Phrase grounding data
BEGIN
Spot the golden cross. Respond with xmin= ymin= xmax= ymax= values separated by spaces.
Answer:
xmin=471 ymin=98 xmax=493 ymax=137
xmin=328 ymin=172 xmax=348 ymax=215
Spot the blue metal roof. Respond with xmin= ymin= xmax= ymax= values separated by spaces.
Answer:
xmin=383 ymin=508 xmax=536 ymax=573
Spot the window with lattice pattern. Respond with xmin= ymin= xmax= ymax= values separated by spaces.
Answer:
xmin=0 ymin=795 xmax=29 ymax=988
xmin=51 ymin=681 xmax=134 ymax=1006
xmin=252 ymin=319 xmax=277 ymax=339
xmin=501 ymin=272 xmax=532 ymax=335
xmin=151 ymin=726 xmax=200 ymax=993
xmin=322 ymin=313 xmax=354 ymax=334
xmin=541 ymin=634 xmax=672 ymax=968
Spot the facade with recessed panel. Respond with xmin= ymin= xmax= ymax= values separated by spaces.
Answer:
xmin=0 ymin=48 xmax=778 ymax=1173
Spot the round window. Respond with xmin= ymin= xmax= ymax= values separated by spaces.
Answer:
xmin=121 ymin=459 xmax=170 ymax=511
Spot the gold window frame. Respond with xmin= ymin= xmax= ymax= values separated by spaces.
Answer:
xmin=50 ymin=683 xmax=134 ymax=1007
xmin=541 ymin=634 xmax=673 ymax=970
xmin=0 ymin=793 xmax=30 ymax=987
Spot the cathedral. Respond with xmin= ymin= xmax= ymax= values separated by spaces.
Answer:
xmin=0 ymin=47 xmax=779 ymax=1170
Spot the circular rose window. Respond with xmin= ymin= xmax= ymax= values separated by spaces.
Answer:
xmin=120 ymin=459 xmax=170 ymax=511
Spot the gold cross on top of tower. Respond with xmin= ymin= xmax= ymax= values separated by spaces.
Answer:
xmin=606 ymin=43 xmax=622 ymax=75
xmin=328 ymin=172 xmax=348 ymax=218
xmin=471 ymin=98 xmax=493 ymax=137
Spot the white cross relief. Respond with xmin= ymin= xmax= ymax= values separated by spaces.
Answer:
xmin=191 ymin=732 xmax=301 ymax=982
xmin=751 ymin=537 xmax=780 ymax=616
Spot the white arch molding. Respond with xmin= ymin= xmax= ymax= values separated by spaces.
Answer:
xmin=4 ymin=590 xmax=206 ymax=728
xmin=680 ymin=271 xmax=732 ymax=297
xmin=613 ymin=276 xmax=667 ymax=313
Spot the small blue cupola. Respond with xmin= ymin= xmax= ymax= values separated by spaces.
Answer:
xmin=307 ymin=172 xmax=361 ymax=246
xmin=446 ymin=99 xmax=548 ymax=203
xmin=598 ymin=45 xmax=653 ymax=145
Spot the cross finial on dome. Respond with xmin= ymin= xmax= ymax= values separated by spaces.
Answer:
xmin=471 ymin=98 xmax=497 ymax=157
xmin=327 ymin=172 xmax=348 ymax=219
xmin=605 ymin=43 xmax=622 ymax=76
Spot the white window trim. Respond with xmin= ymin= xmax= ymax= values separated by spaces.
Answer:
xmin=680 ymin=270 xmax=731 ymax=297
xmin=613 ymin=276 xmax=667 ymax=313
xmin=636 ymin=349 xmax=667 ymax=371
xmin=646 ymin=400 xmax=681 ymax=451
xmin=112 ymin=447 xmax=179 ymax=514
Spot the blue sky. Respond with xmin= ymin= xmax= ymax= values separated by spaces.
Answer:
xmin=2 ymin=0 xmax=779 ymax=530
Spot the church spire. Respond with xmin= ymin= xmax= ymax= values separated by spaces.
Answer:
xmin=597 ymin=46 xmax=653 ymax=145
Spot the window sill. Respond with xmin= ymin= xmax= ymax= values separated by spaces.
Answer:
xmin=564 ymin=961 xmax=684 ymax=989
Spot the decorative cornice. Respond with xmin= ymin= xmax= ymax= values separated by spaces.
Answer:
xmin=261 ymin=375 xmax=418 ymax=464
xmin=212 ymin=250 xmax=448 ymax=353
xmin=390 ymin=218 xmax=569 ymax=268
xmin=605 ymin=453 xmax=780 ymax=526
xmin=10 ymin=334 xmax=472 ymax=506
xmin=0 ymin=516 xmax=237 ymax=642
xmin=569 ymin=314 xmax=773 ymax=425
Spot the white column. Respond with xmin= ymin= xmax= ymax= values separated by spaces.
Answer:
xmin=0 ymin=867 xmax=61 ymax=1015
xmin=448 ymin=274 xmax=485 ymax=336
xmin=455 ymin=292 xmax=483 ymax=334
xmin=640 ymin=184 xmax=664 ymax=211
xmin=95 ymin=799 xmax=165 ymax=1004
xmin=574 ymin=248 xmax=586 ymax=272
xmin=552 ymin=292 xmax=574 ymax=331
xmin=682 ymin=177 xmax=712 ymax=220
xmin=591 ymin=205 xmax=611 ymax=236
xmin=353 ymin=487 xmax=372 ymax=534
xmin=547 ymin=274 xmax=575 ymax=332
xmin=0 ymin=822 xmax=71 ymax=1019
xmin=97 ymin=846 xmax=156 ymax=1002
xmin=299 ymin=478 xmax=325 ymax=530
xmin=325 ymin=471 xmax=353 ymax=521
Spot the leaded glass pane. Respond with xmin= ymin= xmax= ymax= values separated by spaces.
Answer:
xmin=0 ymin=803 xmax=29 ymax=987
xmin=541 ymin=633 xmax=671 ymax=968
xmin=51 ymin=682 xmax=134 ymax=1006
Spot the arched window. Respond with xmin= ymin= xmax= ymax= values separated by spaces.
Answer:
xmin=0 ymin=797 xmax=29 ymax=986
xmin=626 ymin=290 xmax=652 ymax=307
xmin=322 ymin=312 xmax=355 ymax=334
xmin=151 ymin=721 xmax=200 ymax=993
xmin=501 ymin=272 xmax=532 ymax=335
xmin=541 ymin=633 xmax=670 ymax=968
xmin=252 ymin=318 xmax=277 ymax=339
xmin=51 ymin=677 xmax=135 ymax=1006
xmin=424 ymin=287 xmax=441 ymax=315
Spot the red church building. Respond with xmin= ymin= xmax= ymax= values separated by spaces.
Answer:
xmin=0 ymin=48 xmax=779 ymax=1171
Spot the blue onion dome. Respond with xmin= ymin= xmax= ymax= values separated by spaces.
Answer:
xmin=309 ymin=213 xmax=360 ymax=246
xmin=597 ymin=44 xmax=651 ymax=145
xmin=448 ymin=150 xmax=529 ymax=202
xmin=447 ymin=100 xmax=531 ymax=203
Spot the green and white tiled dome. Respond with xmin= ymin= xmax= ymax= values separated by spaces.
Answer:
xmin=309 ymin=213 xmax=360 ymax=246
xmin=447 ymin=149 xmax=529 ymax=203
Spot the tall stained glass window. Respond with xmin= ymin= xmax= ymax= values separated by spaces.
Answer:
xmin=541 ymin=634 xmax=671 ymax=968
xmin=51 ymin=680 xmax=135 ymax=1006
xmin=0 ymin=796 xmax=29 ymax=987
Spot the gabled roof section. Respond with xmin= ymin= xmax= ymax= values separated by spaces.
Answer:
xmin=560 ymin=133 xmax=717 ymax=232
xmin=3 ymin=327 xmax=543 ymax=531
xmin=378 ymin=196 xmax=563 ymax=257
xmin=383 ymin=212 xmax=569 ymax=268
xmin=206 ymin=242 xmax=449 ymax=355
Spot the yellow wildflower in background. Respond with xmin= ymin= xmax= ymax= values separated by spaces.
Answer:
END
PROBLEM STATEMENT: Only the lines above starting with the one with "Spot the blue onion" and going through the one with "Spot the green" are to be copied, word for word and with both ends kept.

PROBLEM SOLUTION:
Spot the blue onion dome. Respond with xmin= ymin= xmax= ymax= values separated by spaces.
Answer:
xmin=309 ymin=213 xmax=360 ymax=246
xmin=597 ymin=44 xmax=651 ymax=145
xmin=448 ymin=150 xmax=529 ymax=202
xmin=447 ymin=100 xmax=531 ymax=203
Spot the green and white tiled dome. Respond with xmin= ymin= xmax= ymax= values separated by spaces.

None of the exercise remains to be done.